## Task item
Please find all lines in the data that hold the string "brown" and copy them.

(Image point grounding data)
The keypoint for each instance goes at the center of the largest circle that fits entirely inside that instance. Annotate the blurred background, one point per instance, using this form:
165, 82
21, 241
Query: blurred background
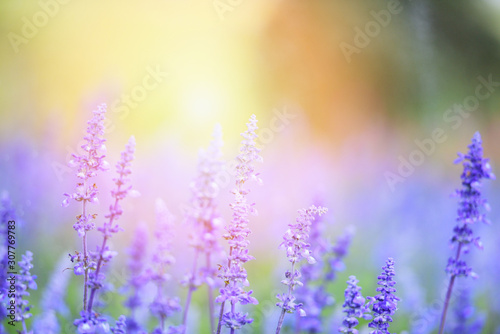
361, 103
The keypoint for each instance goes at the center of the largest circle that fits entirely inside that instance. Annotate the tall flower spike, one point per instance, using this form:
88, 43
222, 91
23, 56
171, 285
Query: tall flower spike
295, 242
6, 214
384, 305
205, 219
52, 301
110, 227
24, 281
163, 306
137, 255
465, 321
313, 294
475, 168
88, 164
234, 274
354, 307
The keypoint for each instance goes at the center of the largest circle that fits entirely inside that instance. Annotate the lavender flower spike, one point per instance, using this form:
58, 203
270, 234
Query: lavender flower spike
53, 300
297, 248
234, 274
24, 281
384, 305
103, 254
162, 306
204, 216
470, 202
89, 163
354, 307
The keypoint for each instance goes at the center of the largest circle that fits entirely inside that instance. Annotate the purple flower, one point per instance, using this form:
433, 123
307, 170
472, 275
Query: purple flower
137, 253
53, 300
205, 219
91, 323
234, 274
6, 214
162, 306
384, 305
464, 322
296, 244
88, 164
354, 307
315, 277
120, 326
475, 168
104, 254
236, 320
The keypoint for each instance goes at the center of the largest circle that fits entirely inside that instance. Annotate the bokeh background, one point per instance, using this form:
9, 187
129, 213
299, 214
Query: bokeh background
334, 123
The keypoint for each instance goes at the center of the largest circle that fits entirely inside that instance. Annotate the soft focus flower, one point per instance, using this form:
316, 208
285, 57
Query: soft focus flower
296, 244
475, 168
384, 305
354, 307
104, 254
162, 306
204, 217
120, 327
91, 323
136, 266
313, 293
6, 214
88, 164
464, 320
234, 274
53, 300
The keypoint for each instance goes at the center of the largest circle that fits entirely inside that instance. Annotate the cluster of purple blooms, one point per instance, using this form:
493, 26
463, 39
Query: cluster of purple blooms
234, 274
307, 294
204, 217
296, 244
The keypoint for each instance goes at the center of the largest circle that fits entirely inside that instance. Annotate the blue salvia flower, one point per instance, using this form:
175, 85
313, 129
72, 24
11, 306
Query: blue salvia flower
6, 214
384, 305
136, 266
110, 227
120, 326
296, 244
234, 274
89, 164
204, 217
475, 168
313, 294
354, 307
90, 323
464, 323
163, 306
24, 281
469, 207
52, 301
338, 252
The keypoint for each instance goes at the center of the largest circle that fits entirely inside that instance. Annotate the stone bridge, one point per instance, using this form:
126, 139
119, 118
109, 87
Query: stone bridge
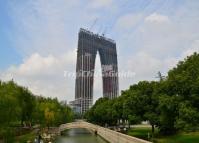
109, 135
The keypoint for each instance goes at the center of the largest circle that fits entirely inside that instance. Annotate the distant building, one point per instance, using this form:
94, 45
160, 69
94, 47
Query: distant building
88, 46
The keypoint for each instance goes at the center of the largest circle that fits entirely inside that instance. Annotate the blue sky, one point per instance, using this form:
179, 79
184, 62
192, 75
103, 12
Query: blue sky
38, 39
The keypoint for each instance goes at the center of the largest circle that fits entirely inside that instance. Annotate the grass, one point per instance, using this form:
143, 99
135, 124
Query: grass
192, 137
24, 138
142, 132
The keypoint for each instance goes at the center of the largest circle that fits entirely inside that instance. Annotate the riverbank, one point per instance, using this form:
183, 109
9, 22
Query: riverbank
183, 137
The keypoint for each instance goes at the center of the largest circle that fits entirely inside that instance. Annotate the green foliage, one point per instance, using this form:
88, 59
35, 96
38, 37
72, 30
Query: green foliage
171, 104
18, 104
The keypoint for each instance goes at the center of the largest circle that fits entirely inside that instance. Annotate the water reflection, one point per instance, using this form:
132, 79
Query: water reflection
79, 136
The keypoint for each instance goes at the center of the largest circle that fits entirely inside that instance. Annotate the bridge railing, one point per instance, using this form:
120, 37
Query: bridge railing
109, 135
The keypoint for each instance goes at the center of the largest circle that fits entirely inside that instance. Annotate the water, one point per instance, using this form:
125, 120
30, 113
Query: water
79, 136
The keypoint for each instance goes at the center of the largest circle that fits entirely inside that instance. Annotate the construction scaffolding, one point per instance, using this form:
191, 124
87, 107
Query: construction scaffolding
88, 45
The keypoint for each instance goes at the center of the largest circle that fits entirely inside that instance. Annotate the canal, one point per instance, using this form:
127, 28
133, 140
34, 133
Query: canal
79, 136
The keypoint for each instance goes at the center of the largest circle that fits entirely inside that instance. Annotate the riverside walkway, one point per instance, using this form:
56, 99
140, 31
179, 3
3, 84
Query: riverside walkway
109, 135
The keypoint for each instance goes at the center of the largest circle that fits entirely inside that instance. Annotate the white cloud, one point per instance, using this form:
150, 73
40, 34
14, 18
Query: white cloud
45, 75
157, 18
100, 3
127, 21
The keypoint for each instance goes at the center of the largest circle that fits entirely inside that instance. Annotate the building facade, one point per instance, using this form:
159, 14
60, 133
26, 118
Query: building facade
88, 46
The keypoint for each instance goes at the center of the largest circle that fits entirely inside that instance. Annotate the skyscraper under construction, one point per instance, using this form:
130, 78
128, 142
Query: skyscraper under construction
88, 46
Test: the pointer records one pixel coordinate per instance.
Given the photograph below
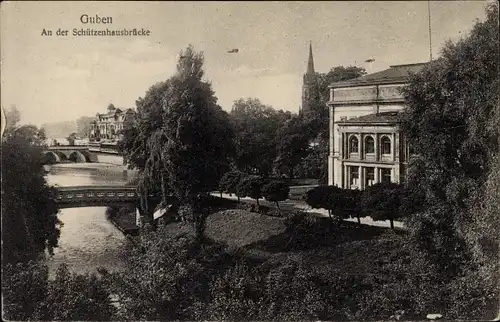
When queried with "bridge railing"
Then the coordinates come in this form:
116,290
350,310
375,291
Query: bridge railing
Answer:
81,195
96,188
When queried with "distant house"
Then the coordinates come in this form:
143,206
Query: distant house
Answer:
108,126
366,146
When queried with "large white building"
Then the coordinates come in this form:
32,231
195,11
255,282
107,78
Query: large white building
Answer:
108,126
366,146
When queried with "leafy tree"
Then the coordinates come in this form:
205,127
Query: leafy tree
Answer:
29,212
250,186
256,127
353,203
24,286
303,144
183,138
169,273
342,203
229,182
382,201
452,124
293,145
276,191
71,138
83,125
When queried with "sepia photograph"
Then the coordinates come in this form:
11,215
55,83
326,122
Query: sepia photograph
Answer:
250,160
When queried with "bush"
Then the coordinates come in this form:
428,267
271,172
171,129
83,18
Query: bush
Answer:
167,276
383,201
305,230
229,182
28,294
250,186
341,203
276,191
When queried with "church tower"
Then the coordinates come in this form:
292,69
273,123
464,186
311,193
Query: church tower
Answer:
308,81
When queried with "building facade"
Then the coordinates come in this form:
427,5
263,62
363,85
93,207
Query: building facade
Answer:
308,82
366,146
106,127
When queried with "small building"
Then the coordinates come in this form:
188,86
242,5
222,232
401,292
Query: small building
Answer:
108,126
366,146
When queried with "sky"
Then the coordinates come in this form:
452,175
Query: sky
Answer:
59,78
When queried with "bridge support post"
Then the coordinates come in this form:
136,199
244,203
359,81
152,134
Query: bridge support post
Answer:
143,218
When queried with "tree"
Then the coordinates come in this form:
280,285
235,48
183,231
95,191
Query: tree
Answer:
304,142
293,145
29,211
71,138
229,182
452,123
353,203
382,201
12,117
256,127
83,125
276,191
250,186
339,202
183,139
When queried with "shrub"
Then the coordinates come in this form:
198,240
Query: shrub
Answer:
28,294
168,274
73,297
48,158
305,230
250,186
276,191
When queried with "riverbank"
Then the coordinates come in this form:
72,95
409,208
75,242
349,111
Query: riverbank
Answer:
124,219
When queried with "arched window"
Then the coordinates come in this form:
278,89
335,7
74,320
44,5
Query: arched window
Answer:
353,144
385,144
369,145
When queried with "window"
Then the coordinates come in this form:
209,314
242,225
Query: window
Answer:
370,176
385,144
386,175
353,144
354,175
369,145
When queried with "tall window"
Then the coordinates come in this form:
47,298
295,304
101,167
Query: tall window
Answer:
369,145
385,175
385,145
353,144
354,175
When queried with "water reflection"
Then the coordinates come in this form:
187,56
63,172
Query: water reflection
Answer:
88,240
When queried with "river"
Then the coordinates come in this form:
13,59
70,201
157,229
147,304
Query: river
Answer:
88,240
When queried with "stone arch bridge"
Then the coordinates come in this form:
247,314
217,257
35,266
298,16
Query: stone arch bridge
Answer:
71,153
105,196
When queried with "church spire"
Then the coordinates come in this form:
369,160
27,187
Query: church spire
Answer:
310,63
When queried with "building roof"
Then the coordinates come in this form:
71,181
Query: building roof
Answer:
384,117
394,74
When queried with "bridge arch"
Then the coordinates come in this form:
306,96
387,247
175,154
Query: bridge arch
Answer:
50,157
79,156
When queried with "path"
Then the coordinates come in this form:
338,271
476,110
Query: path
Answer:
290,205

...

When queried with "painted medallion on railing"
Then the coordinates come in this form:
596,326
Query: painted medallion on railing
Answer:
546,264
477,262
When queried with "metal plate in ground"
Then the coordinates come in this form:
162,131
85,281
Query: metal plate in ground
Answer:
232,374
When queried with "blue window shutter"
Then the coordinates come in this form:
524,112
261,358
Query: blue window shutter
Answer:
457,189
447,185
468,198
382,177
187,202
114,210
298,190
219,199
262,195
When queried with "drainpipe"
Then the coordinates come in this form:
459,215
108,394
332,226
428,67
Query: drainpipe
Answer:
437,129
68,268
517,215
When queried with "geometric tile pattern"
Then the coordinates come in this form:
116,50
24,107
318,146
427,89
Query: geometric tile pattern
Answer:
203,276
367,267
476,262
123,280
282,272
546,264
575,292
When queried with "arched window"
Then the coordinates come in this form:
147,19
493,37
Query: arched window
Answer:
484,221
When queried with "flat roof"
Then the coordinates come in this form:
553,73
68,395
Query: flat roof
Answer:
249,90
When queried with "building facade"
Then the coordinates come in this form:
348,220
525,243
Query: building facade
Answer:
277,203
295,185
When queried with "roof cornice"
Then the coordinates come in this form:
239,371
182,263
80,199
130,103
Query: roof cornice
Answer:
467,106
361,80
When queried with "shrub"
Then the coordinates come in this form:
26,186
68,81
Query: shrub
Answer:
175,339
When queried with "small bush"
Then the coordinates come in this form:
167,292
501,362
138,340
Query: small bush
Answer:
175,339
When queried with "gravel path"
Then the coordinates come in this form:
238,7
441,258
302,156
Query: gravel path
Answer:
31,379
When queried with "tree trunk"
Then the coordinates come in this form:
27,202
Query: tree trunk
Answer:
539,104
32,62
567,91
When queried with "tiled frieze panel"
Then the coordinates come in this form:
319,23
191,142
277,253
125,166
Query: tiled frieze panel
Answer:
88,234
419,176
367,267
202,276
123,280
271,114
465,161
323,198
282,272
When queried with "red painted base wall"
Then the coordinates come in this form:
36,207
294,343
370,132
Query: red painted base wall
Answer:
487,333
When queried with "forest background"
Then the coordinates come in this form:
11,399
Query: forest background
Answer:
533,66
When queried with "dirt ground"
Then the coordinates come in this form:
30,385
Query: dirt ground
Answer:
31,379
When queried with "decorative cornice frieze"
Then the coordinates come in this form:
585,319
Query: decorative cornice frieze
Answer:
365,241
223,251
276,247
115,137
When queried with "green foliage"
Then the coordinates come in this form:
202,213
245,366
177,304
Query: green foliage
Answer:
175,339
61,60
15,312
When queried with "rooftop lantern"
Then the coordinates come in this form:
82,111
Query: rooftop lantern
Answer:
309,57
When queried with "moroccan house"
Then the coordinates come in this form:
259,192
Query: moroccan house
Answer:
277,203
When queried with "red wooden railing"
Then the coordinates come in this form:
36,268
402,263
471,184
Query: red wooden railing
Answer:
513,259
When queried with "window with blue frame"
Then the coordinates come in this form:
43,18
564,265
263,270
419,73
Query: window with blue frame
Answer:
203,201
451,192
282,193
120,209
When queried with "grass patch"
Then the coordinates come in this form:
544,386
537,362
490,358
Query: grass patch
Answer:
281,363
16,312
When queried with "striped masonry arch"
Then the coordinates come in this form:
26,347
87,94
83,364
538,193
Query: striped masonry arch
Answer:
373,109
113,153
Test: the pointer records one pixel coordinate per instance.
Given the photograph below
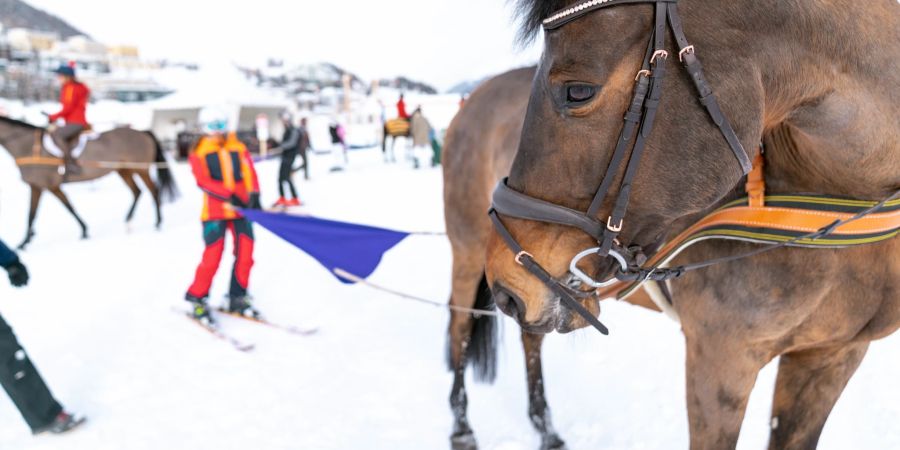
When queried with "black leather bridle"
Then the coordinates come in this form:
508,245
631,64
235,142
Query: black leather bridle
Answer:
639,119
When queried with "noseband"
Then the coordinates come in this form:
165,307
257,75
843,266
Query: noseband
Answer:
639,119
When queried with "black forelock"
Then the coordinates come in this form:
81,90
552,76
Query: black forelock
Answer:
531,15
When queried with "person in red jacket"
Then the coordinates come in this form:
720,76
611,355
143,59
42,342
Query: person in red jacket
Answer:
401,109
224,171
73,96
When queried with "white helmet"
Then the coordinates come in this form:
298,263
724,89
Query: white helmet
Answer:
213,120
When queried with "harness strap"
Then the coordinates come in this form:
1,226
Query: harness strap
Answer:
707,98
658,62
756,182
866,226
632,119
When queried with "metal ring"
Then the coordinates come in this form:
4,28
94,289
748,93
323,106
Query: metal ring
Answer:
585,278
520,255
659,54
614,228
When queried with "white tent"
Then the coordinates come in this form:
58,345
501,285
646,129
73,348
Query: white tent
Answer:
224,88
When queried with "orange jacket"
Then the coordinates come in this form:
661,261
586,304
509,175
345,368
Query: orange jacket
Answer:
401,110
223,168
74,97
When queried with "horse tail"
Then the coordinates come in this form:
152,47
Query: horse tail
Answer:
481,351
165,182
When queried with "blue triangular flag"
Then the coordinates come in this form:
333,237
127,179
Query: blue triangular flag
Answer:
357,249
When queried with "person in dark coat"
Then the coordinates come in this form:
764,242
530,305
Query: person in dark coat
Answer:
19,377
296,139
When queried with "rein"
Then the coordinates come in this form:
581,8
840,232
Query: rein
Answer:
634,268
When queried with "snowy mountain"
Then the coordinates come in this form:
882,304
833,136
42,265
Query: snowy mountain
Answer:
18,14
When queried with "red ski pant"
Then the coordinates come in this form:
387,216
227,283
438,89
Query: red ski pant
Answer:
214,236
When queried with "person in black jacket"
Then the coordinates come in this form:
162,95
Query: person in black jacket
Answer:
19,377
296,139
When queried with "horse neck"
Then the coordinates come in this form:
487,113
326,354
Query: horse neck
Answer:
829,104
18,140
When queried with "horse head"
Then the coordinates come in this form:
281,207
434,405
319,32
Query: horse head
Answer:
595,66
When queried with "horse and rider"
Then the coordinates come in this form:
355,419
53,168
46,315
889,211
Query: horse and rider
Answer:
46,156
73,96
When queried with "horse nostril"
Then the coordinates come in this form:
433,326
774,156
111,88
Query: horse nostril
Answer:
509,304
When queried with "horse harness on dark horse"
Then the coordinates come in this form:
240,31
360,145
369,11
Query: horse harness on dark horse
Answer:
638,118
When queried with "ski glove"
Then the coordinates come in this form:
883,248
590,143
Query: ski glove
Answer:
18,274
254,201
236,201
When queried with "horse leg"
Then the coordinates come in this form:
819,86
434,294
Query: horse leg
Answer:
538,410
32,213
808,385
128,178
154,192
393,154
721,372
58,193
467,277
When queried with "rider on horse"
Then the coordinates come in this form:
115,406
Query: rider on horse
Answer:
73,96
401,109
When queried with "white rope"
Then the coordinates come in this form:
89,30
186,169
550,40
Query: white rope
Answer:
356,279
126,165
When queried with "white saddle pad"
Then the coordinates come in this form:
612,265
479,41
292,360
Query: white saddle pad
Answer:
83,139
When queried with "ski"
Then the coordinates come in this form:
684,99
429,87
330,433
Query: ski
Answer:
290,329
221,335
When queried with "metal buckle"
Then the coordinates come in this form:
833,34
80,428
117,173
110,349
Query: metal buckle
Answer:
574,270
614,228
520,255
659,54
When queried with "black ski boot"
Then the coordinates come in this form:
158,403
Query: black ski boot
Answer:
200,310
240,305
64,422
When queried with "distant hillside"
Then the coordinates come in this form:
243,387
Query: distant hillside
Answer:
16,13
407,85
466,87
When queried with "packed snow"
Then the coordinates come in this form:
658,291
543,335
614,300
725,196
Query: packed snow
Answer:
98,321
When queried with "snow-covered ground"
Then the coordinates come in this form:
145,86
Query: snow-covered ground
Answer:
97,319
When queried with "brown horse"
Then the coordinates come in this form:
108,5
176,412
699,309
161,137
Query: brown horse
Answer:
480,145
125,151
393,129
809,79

## Output for this task
When queried with "brown horse"
Query: brown horse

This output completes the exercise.